Records taken from a collection:
=======

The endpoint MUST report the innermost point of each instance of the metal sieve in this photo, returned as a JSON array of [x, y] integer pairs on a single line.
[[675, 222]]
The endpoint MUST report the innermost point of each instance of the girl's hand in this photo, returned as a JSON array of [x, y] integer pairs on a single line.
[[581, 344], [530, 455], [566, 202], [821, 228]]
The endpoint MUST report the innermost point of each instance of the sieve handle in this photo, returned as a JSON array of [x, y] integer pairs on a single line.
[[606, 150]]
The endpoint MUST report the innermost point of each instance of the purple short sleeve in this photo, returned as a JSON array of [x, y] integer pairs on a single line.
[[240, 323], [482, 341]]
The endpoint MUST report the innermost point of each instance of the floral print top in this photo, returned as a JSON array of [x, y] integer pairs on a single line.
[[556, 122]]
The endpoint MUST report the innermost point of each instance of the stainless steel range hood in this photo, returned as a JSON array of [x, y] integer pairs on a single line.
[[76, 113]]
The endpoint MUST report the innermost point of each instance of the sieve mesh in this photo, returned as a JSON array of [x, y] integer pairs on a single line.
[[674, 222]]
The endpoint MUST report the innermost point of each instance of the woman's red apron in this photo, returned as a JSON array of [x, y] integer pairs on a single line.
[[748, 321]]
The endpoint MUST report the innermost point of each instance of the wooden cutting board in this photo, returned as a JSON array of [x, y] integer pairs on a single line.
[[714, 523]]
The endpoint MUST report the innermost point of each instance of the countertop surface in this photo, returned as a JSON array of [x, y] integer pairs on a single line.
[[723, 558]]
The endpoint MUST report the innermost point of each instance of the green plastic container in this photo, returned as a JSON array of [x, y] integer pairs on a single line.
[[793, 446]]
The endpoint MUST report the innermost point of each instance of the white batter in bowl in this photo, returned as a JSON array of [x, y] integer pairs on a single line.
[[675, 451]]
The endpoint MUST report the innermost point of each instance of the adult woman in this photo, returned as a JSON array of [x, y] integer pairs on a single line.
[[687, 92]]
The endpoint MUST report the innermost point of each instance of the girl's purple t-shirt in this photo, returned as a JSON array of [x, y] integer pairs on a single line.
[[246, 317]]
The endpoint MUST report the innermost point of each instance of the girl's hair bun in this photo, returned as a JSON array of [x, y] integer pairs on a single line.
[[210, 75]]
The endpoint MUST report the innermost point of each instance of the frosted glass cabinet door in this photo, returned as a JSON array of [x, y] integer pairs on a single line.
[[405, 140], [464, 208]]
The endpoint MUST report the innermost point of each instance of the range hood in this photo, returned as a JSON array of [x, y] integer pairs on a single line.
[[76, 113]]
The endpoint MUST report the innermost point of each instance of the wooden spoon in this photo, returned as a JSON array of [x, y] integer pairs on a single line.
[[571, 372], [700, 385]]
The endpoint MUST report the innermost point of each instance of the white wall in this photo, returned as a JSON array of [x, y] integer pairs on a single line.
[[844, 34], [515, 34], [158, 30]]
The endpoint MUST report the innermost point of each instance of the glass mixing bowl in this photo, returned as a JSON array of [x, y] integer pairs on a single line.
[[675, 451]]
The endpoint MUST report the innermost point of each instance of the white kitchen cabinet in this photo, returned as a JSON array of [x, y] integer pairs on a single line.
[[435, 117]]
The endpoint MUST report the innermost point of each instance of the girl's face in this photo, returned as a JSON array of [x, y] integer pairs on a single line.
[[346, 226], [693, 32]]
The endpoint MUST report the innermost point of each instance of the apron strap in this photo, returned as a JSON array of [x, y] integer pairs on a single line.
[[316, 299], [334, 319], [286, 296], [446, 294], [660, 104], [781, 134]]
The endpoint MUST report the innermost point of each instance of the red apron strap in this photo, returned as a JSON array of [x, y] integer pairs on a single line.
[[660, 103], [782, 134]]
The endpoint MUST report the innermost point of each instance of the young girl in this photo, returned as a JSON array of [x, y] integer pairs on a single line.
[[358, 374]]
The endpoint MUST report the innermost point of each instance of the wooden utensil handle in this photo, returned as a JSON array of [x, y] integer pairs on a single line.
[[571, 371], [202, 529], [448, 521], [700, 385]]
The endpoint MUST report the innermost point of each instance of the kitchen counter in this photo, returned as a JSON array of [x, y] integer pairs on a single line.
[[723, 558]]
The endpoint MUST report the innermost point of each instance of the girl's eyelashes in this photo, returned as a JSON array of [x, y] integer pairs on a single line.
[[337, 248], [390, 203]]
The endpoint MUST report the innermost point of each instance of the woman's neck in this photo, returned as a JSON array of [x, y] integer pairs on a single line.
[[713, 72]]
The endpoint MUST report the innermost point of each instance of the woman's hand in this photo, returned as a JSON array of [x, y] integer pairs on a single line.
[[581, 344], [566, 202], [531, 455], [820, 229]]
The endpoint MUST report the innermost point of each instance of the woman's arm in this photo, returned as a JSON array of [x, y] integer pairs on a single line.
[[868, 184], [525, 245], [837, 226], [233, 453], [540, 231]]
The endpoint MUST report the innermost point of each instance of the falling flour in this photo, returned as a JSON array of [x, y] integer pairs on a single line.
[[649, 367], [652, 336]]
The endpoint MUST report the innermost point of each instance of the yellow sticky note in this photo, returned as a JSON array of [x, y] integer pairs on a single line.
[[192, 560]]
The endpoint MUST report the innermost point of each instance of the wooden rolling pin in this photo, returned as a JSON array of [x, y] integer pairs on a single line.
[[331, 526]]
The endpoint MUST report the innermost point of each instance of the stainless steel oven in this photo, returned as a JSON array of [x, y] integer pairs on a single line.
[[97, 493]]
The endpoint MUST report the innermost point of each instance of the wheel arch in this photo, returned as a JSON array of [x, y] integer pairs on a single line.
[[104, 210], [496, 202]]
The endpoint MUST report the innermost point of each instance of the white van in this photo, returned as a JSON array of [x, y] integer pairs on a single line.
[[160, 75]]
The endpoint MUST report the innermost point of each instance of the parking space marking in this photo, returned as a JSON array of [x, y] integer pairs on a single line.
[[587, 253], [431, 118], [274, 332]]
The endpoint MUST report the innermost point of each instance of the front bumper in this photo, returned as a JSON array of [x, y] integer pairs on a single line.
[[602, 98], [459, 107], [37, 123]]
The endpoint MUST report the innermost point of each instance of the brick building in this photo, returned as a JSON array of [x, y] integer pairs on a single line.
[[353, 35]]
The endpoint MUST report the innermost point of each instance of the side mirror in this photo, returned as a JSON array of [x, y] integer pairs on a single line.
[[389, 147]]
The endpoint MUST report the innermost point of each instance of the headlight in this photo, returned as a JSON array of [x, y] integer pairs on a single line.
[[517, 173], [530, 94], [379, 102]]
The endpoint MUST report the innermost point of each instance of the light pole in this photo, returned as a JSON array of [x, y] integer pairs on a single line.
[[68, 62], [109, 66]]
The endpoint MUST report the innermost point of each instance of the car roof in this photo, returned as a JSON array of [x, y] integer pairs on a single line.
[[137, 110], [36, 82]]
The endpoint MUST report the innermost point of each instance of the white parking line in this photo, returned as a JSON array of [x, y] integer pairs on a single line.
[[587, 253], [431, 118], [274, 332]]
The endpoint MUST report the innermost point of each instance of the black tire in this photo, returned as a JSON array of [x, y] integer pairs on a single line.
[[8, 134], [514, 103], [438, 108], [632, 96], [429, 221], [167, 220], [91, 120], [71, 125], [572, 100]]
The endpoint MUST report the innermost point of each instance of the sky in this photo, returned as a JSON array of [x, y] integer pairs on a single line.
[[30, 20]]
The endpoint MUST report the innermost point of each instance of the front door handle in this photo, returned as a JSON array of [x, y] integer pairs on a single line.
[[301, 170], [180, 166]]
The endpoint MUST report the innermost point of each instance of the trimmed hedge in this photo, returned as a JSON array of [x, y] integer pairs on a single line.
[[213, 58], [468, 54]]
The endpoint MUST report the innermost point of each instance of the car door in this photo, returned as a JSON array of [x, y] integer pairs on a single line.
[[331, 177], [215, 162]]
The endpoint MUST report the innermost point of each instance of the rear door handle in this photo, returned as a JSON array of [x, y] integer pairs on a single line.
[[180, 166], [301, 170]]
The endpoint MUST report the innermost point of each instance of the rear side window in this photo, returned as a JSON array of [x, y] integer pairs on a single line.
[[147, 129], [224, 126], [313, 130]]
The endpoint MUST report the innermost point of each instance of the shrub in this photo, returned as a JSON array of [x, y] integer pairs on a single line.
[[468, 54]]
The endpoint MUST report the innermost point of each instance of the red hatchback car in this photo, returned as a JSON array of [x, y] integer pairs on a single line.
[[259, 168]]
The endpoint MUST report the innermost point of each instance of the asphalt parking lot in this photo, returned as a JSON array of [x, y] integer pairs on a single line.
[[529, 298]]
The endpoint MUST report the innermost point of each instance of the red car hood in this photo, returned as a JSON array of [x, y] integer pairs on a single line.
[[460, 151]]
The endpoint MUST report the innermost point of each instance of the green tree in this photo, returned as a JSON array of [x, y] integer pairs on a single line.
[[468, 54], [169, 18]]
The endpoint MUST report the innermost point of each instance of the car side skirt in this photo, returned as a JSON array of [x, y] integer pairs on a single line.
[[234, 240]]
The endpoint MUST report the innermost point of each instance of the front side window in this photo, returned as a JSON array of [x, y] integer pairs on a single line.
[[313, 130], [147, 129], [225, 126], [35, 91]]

=======

WHAT YOU HAVE TO DO: Copy out the part of the listing that runs from its start through the line containing "[[675, 222]]", requests included. Raise every coordinate in the answers by 37.

EXERCISE RESPONSE:
The endpoint MUST report the innermost point of each instance of the metal sieve in this photo, returned as a JSON array of [x, y] integer pairs on a single line.
[[712, 259]]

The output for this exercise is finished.